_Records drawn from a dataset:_

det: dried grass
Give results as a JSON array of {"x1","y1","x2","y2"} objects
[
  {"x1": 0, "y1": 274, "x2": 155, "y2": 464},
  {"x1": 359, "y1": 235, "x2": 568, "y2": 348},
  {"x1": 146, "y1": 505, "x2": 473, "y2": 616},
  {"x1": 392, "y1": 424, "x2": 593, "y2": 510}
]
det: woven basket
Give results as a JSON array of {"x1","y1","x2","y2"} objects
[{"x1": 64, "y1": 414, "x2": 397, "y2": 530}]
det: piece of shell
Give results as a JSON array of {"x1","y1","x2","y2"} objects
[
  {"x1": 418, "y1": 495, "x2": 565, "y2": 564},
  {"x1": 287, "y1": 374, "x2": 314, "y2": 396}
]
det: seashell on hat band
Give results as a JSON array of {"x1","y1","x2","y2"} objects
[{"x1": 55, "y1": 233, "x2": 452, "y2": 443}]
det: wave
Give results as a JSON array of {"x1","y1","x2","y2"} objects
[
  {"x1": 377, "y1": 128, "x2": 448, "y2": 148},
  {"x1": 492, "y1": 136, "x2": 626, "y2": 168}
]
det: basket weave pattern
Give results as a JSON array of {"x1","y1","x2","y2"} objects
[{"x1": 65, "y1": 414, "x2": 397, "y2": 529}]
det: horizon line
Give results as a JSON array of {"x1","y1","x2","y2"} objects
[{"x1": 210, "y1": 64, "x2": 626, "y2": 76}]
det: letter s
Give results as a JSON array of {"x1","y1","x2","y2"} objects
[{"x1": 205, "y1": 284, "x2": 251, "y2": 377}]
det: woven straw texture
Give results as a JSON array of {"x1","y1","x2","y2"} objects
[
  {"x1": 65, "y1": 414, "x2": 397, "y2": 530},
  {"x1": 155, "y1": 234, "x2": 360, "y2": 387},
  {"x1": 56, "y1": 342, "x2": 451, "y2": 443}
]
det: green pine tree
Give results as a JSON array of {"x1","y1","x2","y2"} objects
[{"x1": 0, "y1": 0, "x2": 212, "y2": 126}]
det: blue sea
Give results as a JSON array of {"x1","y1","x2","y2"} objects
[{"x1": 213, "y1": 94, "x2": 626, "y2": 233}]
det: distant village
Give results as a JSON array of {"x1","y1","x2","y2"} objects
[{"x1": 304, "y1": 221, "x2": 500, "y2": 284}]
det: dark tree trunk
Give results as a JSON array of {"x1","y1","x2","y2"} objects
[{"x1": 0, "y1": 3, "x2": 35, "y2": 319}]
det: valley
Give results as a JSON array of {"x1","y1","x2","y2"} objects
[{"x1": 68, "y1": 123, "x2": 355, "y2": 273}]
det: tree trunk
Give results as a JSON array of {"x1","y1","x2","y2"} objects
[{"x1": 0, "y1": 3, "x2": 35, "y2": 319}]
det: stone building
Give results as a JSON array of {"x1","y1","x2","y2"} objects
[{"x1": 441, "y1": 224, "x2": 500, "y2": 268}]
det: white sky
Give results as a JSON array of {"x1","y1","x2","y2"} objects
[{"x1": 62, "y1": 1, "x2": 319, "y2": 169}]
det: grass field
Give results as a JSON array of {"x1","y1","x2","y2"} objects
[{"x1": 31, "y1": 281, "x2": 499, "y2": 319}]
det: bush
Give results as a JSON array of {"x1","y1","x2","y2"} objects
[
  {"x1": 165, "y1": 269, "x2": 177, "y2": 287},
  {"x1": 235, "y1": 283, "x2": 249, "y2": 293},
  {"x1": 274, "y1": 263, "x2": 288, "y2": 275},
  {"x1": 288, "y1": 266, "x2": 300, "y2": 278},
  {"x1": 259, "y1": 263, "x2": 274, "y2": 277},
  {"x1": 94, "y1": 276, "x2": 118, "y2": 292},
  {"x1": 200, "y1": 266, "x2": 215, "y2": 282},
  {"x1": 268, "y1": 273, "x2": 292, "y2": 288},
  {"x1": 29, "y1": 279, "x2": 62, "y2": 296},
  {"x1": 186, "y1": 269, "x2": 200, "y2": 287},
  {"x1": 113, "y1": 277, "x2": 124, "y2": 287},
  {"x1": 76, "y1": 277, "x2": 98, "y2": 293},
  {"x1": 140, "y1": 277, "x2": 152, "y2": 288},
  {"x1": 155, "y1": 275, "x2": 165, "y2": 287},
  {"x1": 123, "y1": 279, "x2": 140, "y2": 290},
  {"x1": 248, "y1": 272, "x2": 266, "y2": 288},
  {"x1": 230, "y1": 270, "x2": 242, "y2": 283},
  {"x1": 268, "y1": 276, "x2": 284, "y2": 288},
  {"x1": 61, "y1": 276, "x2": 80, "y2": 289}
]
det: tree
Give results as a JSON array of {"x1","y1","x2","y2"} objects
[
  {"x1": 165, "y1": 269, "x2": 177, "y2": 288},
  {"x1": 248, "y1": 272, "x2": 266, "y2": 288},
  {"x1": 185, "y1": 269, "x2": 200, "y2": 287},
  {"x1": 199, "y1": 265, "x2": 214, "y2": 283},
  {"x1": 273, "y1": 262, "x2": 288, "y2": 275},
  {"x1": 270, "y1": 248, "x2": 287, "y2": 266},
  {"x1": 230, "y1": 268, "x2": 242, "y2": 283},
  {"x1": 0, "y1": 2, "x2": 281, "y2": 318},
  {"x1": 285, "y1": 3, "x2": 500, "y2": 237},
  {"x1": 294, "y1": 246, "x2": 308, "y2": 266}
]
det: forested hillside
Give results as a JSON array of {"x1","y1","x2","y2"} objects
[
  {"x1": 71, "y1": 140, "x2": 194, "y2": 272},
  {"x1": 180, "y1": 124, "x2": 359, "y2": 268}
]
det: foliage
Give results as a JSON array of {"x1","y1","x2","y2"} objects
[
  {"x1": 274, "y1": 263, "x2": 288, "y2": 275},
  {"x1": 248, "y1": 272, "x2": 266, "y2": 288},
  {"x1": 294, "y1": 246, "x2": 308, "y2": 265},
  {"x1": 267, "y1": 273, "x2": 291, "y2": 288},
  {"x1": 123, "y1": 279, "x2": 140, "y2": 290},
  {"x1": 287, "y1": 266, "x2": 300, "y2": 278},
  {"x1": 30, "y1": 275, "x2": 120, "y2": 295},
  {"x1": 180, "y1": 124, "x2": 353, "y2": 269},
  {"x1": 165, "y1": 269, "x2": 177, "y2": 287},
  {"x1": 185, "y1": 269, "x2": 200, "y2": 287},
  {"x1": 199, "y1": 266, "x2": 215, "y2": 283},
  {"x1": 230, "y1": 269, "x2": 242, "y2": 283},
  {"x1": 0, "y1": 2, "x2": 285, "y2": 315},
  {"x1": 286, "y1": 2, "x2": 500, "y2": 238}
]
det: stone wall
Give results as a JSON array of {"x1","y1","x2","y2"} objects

_Prompt:_
Retrieve each line from the records above where the word "tree" occurs.

_Output for this exercise:_
det: green pine tree
det: dark tree trunk
det: tree trunk
det: tree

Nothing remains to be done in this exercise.